AIM OF THE TASK: Collect every line in the records below that contains the string "field". Treat uppercase and lowercase letters as different when matching.

==================================================

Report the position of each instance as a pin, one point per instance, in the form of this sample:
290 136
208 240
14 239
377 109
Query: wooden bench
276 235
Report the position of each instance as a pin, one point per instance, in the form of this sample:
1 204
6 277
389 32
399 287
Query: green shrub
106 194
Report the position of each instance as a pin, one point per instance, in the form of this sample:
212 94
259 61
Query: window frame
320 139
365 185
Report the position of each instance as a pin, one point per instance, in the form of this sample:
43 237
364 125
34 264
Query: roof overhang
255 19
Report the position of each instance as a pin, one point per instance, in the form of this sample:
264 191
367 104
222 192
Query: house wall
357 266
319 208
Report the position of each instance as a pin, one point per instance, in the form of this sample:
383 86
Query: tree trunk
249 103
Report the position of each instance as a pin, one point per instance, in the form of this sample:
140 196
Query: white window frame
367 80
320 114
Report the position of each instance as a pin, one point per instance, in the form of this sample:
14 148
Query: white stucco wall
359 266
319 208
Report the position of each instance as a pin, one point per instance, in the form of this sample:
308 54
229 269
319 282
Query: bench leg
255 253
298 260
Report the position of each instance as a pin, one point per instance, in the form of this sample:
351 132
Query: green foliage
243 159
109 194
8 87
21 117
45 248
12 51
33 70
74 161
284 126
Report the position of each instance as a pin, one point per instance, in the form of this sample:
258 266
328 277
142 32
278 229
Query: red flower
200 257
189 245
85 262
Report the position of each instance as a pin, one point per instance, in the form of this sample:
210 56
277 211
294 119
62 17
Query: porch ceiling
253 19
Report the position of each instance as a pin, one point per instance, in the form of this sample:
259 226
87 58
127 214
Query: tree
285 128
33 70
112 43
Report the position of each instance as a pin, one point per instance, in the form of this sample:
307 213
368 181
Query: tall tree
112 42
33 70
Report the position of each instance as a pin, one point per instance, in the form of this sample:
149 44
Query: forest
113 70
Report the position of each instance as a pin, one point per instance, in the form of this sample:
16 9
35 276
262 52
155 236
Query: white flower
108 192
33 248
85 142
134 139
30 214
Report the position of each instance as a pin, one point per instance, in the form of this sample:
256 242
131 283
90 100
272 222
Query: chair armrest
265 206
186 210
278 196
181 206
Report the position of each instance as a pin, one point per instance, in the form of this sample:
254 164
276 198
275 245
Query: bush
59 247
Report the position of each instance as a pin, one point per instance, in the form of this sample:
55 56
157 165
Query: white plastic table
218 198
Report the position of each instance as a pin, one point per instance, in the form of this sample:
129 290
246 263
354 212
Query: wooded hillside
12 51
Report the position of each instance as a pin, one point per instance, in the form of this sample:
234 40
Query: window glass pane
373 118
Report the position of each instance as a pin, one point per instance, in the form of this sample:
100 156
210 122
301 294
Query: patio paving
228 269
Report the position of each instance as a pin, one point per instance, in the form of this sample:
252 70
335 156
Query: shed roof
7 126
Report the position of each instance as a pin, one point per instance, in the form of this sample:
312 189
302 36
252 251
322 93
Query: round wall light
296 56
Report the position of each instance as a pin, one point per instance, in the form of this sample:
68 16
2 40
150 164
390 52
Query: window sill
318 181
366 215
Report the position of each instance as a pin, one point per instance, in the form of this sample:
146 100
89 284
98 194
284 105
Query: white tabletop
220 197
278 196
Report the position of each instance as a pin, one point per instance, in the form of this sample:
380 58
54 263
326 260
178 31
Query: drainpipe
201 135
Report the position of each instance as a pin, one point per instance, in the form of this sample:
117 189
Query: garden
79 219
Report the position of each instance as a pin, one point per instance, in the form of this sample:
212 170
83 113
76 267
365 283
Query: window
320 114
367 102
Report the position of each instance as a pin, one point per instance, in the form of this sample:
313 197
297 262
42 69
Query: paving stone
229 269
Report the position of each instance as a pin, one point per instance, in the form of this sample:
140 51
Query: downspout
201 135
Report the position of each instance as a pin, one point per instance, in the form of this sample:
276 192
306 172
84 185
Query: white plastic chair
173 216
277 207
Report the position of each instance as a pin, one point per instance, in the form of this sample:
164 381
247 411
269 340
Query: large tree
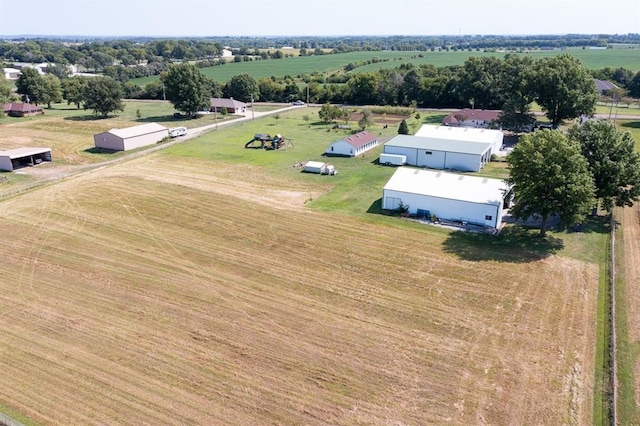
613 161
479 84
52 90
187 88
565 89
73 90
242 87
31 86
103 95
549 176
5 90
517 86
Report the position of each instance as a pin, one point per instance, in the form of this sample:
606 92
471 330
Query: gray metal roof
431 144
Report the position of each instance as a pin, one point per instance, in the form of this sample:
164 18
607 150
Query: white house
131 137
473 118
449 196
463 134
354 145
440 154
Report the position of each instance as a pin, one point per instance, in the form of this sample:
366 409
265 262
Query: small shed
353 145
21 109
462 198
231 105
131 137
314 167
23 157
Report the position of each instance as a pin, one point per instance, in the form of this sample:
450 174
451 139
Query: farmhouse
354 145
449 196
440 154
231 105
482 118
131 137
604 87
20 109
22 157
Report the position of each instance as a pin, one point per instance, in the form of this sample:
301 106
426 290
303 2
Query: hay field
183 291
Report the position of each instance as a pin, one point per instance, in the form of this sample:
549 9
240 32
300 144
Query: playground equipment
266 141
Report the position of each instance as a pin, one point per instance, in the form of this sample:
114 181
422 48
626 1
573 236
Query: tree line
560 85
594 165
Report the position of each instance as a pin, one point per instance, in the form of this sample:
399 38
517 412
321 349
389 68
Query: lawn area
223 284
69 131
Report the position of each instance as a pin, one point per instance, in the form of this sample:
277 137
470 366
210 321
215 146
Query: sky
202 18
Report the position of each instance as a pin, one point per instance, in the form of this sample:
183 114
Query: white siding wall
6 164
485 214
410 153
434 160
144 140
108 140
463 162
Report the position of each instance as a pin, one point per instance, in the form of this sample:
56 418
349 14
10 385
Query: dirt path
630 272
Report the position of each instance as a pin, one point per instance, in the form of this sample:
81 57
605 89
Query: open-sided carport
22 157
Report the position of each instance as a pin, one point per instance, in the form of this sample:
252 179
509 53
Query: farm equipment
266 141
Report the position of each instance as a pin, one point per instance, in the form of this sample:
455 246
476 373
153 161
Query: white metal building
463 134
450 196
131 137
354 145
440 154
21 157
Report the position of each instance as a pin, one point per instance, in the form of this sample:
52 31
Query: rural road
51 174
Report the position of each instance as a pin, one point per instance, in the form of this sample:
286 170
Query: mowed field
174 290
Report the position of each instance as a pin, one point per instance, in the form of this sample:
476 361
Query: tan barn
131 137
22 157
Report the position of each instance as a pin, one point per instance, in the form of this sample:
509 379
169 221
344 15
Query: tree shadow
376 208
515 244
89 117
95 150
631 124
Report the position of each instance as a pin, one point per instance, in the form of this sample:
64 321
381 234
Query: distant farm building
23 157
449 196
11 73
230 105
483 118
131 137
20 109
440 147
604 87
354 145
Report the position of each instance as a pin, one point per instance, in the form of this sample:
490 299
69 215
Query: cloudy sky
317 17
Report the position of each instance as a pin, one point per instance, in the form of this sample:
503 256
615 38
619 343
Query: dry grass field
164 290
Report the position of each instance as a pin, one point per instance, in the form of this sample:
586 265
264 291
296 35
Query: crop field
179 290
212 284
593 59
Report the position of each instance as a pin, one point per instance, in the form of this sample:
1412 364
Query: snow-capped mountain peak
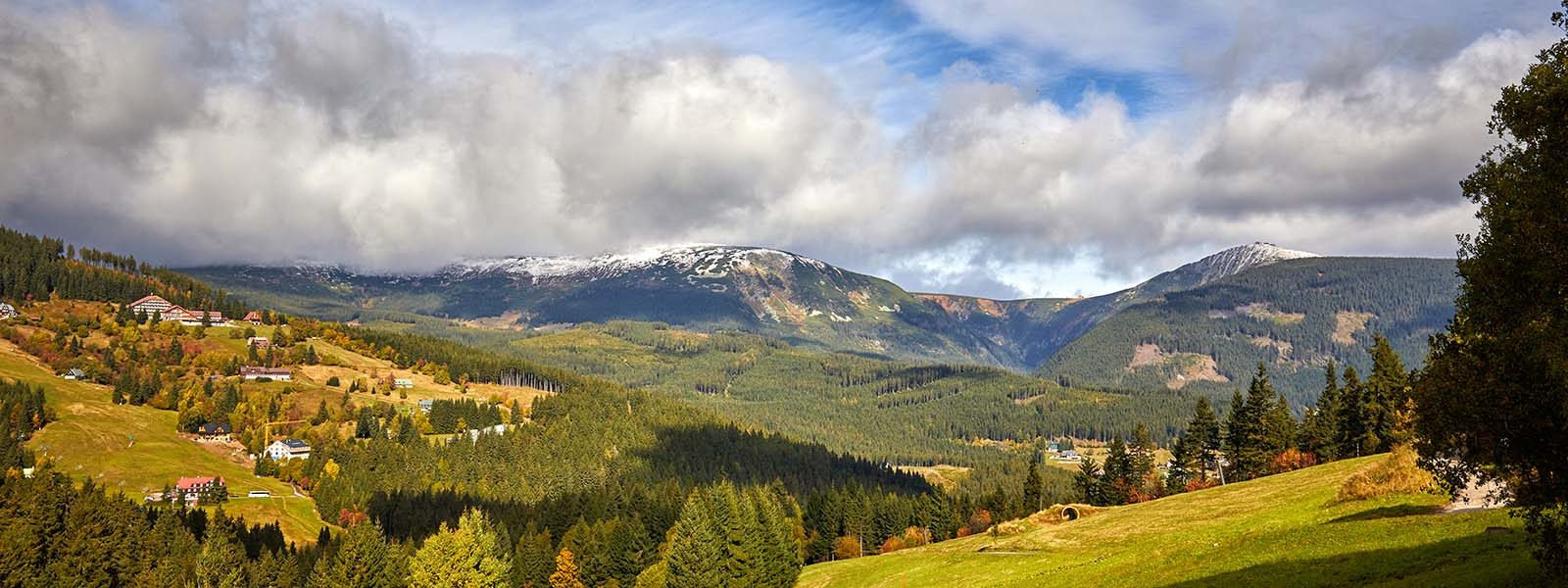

==================================================

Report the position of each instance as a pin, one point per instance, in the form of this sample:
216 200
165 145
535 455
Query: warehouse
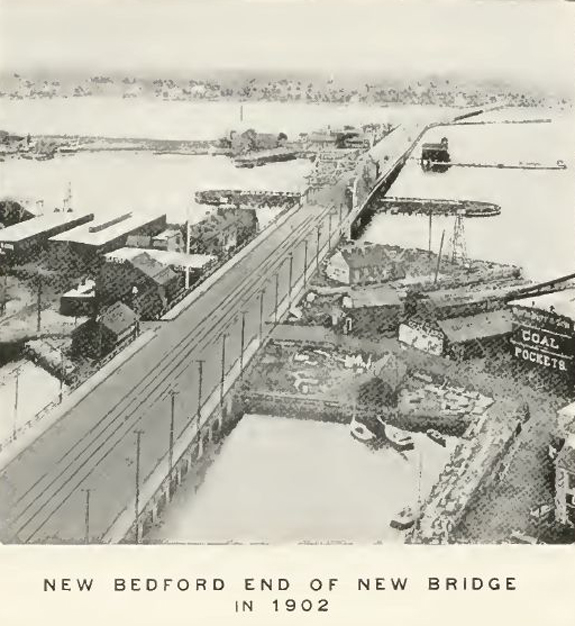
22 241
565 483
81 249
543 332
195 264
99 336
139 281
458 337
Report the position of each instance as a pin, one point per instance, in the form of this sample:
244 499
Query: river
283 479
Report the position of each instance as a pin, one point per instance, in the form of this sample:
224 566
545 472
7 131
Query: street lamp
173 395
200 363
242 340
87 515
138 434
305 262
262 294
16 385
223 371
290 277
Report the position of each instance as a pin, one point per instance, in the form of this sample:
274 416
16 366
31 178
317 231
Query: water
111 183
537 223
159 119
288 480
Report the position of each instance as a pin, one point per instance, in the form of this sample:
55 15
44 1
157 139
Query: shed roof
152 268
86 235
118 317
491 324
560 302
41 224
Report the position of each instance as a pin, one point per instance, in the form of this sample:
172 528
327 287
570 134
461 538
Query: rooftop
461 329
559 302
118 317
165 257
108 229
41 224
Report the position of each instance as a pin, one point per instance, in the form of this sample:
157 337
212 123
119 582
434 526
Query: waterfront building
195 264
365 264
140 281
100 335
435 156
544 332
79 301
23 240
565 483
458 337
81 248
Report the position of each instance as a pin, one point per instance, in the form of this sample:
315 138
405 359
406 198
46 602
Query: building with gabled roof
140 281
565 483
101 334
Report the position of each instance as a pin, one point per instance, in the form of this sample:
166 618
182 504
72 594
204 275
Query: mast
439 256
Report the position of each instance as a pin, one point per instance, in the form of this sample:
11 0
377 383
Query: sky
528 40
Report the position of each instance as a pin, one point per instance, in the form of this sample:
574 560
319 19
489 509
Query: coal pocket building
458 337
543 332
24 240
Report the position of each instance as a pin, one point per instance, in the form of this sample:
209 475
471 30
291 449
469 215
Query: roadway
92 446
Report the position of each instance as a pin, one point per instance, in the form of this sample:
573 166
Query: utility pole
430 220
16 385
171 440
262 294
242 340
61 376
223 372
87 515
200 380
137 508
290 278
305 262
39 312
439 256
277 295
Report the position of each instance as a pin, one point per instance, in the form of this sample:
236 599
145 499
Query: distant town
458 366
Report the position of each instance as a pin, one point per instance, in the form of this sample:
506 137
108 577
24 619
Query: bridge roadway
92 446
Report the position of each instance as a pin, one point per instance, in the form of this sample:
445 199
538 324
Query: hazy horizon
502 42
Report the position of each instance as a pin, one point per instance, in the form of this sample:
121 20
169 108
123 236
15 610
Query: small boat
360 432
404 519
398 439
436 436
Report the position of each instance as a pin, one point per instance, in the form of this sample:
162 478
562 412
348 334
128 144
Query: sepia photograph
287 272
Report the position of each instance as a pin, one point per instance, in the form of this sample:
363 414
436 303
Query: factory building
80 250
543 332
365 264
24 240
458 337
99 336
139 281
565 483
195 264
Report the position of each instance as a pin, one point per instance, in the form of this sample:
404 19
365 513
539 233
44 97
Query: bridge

==================================================

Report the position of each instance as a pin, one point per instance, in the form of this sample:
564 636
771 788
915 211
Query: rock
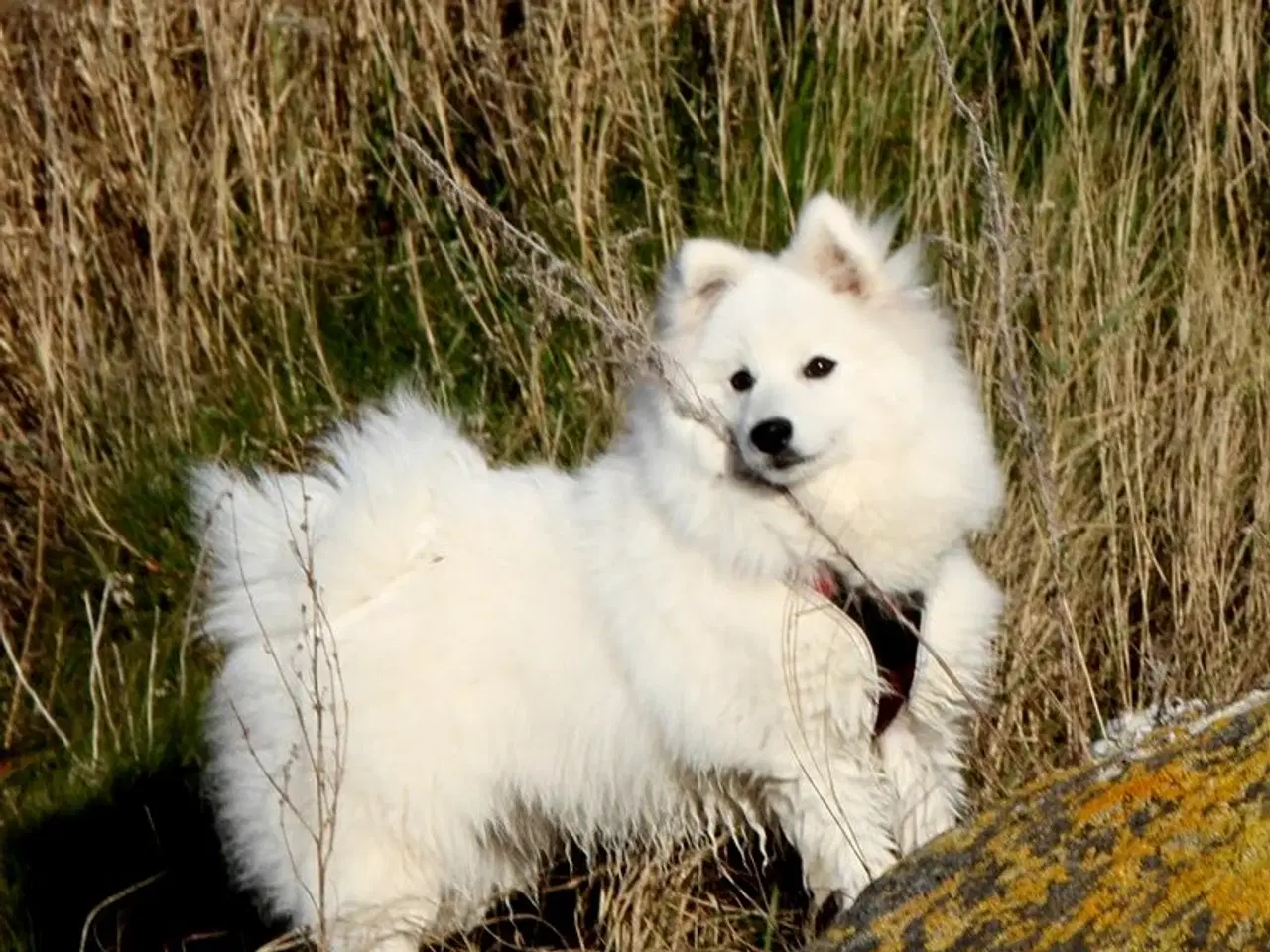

==================================================

RESPONSE TO THE EXERCISE:
Query: hay field
Query: mowed field
Query: dry grass field
Query: crop field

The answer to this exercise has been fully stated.